Hal ini tidak lepas dari gencarnya penerjemahan risalah musik dari bahasa
Yunani ke dalam bahasa Arab. Selain itu, sokongan dan dukungan para penguasa
terhadap musisi dan penyair membuat seni musik makin berkembang. Para khalifah
dan pembesar istana Bani Abbas memiliki perhatian yang sangat besar terhadap
musik.
Apalagi di awal perkembangannya, musik dipandang sebagai cabang dari matematika
dan filsafat. Boleh dibilang, peradaban Islam melalui kitab yang ditulis Al-Kindi merupakan yang pertama kali
memperkenalkan kata ‘musiqi’. Al-Isfahani (897 M-976 M) dalam Kitab Al-Aghani mencatat
beragam pencapaian seni musik di dunia Islam.
Selain itu, pada umumnya orang
Arab memiliki bakat musik, sehingga seni suara atau seni musik menjadi suatu
keharusan bagi mereka sejak zaman jahiliyah. Diantara para pengarang
kitab musik adalah sebagai berikut:
a. Yunus bin Sulaiman (wafat tahun 765 M), pengarang teori musik pertama dalam
Islam. Karya musiknya sangat bernilai, sehingga banyak musikus Eropa yang meniru.
b. Kbalib bin Abmad (wafat tahun 791 M). mengarang buku-buku teori musik
mengenai not dan irama. Dijadikan sebagai bahan rujukan bagi sekolah-sekolah
tinggi musik di seluruh dunia.
c. Ishak bin Ibrahim Al-Mousuly (wafat tahun 850 M), telah berhasil
memperbaiki musik jahiliyah dengan sistim baru. Dia mendapat gelar ‘Raja
Musik’.
d. Hunain bin Isbak (wafat tahun 873 M). berhasil menerjemahkan buku-buku
teori musik karangan Plato dan Aristoteles.

+ + +

Tuliskan ulang seluruh teks tentang musik dalam peradaban Islam di atas tanpa mengubah satu kata pun.

+ + +

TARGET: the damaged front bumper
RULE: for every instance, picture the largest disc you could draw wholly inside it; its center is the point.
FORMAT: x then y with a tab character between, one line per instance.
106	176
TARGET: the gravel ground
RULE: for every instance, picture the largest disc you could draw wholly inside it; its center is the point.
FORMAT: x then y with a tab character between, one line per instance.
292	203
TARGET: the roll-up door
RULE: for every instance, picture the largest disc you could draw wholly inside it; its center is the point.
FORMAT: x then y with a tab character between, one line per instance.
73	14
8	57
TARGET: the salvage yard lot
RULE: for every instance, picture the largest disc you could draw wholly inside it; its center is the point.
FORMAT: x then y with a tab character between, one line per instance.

+ + +

Hasil Pengerjaan Tugas:
Hal ini tidak lepas dari gencarnya penerjemahan risalah musik dari bahasa
Yunani ke dalam bahasa Arab. Selain itu, sokongan dan dukungan para penguasa
terhadap musisi dan penyair membuat seni musik makin berkembang. Para khalifah
dan pembesar istana Bani Abbas memiliki perhatian yang sangat besar terhadap
musik.
Apalagi di awal perkembangannya, musik dipandang sebagai cabang dari matematika
dan filsafat. Boleh dibilang, peradaban Islam melalui kitab yang ditulis Al-Kindi merupakan yang pertama kali
memperkenalkan kata ‘musiqi’. Al-Isfahani (897 M-976 M) dalam Kitab Al-Aghani mencatat
beragam pencapaian seni musik di dunia Islam.
Selain itu, pada umumnya orang
Arab memiliki bakat musik, sehingga seni suara atau seni musik menjadi suatu
keharusan bagi mereka sejak zaman jahiliyah. Diantara para pengarang
kitab musik adalah sebagai berikut:
a. Yunus bin Sulaiman (wafat tahun 765 M), pengarang teori musik pertama dalam
Islam. Karya musiknya sangat bernilai, sehingga banyak musikus Eropa yang meniru.
b. Kbalib bin Abmad (wafat tahun 791 M). mengarang buku-buku teori musik
mengenai not dan irama. Dijadikan sebagai bahan rujukan bagi sekolah-sekolah
tinggi musik di seluruh dunia.
c. Ishak bin Ibrahim Al-Mousuly (wafat tahun 850 M), telah berhasil
memperbaiki musik jahiliyah dengan sistim baru. Dia mendapat gelar ‘Raja
Musik’.
d. Hunain bin Isbak (wafat tahun 873 M). berhasil menerjemahkan buku-buku
teori musik karangan Plato dan Aristoteles.